WHAT TO WORK ON:
(a) Answer these questions from the text on SSL and trust seals for eCommerce sites:
(i) What is the starting yearly price of the Thawte SSL 123 entry level certificate?
(ii) Which home & garden company is named as a customer?
(iii) Besides the security of a site, what two things do many online shoppers seek reassurance about?
(b) Please extend the text on SSL and trust seals for eCommerce sites, picking up after its final sentence.

It also helps that they are one of the more cost-effective options, with prices starting at $47 a year for their Thawte SSL 123 entry level certificate – rivaling GoDaddy’s cheapest SSL certificate – and only $414.54 for their SSL Web Server Multi-Domain Wildcard.
To add to their credibility, it’s worth noting that their customers include home & garden giant Homebase.
SSL seals are crucial, but they’re not the only type of trust seal you need to be using on your eCommerce site.
In fact, given that your customers won't actually have a technical understanding of SSL encryption, consideration should also be made to perceived security.
More specifically, there are a number of additional trust seals that have been found to reassure customers about the security of a site, even though they don't always represent the strictest security compliance - at least not as much as SSL seals.
That's not to say that these trust seals aren't necessary though.
After all, doubts amongst online shoppers extend beyond the security of a site, with many seeking reassurance that the eCommerce site in question is a real business and that they will protect their privacy.

Records
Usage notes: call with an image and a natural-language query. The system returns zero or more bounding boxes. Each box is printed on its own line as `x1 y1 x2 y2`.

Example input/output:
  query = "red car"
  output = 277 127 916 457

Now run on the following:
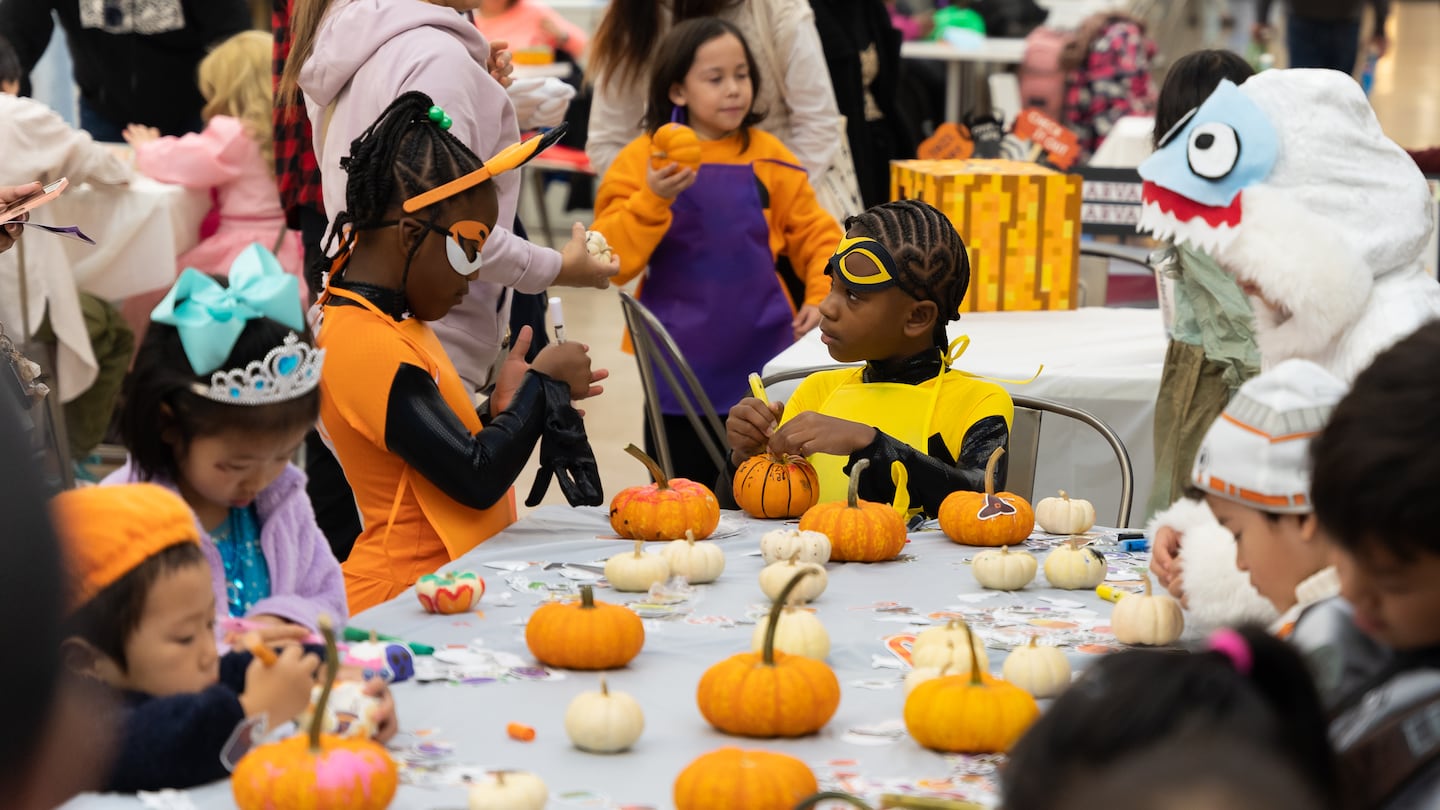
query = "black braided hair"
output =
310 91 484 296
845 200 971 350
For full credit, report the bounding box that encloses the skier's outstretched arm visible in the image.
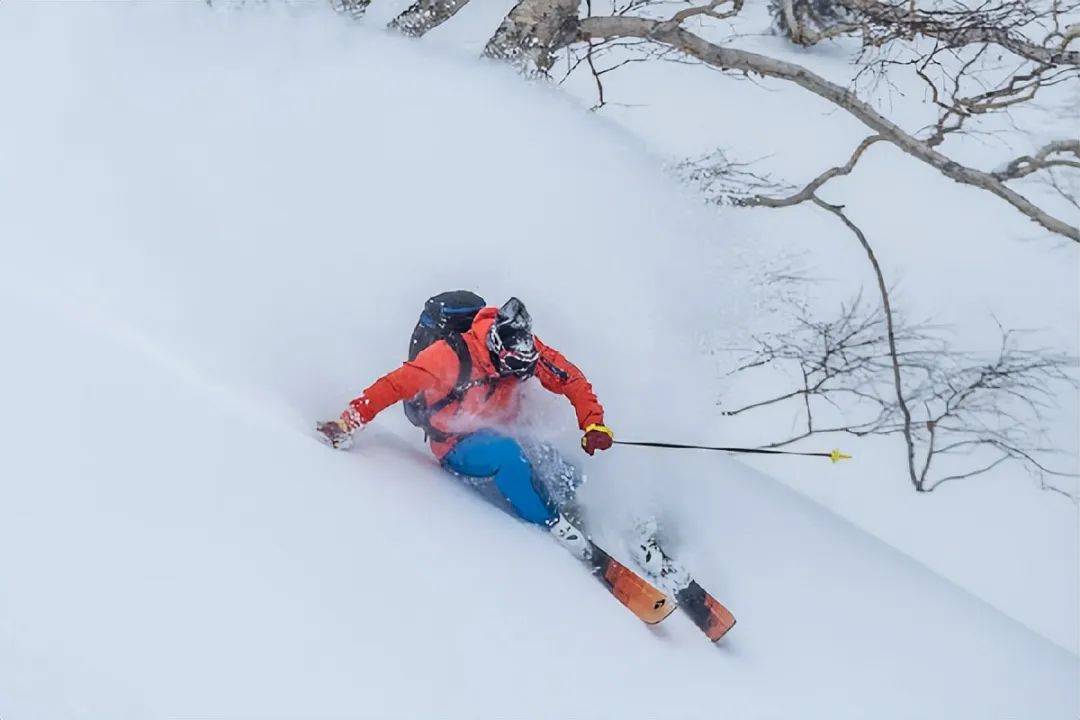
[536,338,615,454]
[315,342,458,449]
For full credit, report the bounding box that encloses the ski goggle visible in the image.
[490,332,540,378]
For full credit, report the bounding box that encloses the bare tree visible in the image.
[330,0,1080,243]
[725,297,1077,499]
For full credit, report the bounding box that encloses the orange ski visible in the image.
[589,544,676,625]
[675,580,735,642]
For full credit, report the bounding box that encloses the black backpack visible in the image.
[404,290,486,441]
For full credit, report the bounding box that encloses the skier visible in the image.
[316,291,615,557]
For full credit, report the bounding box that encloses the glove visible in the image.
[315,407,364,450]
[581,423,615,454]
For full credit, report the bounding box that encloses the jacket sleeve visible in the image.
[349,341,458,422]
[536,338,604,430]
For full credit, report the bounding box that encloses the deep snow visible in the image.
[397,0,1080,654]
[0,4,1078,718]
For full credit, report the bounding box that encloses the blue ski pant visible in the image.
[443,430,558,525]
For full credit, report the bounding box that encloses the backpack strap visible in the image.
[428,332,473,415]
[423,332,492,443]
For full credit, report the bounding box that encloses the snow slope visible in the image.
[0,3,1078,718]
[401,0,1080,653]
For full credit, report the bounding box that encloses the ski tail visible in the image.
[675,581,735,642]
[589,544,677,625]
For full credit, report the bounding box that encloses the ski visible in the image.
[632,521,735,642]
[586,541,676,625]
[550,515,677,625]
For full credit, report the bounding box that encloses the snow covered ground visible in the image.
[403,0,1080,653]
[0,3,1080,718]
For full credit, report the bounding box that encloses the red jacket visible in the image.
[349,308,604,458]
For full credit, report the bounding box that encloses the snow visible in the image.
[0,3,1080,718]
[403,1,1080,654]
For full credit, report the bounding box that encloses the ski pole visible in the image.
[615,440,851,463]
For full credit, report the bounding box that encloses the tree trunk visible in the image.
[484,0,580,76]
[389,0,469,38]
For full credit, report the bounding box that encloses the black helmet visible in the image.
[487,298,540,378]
---
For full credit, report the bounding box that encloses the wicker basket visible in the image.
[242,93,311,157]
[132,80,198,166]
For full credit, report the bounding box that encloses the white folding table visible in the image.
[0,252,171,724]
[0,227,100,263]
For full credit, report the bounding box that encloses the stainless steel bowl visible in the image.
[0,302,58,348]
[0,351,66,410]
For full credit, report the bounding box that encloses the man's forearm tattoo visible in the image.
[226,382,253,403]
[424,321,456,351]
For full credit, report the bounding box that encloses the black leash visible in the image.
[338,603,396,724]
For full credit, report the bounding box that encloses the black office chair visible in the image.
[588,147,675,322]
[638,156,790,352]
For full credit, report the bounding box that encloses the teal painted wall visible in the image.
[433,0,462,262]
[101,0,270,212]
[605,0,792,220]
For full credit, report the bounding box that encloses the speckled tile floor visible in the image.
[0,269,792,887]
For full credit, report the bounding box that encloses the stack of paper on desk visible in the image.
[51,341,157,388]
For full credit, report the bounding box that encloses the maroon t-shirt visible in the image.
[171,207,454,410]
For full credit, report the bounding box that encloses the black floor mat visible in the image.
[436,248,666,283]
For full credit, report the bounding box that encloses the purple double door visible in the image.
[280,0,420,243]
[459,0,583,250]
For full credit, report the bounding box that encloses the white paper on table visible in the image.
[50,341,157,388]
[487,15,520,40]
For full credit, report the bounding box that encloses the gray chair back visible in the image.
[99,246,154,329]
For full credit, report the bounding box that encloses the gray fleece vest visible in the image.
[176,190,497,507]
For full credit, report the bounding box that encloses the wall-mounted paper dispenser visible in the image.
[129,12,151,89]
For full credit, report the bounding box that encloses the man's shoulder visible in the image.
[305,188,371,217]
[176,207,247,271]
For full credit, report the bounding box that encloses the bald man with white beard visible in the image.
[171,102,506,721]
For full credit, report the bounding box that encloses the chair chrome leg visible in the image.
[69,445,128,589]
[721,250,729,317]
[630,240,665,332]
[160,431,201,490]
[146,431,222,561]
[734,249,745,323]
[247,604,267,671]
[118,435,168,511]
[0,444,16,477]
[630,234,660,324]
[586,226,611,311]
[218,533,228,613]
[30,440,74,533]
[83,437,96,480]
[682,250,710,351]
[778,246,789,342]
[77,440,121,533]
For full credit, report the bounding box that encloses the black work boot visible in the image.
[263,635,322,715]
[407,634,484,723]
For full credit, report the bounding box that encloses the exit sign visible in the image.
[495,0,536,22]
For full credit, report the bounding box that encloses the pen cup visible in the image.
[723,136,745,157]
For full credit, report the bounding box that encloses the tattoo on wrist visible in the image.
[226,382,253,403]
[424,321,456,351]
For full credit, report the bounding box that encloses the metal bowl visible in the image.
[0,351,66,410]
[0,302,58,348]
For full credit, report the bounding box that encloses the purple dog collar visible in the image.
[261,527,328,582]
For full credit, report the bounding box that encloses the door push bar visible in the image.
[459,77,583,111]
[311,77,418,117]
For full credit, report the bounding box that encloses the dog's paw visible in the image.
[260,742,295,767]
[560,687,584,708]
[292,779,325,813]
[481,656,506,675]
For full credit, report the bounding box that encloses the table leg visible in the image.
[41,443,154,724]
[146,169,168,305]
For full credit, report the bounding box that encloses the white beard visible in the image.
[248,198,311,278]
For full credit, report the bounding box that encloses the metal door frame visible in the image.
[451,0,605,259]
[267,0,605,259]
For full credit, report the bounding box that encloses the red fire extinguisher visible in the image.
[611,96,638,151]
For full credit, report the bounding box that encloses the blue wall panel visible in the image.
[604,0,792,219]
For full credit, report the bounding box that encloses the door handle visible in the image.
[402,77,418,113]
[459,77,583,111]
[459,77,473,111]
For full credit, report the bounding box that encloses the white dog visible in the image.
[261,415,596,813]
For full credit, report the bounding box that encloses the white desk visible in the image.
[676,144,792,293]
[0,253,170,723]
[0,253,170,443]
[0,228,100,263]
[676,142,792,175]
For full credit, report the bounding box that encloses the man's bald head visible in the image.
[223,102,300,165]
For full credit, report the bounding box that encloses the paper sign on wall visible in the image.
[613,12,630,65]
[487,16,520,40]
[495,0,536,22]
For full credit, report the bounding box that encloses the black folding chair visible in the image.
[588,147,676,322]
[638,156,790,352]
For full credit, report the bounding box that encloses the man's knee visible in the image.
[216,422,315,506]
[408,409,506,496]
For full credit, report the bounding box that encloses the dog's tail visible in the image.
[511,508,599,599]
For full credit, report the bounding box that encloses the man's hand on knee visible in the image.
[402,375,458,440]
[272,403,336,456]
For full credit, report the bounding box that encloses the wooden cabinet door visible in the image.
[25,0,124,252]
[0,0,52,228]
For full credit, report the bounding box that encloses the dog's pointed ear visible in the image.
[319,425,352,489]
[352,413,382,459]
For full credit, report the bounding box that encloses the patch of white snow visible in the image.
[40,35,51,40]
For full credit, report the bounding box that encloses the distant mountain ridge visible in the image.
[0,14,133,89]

OUTPUTS BY TASK:
(a)
(i) $47 a year.
(ii) Homebase.
(iii) That the eCommerce site is a real business and that it will protect their privacy.

(b)
This is why many of these seals can be thought of as checkout security badges:
Trust Guard’s website security service not only provides 24/7 protection from a security breach, but their recognizable trust seal has been found to increase online sales by up to 18%.
This security seal specifically checks for thousands of vulnerabilities that hackers can use to compromise your website. As soon as your site passes these vulnerability scans, you will be free to display the Trust Guard Security Scanned badge.
But that’s not the only trust seal that Trust Guard offers.
To start with, Trust Guard’s Privacy Safe badge demonstrates that your site complies with the standards of several privacy organisations, in turn reassuring potential customers that their information is safe.
In addition to this, Trust Guard Business Verified proves the legitimacy of your business.
With almost one in every five shopping carts abandoned due to lack of trust in a business, the McAfee SECURE Trustmark is another seal that has been found to eliminate concerns and boost eCommerce conversions.
So, how do you become a McAfee SECURE certified website?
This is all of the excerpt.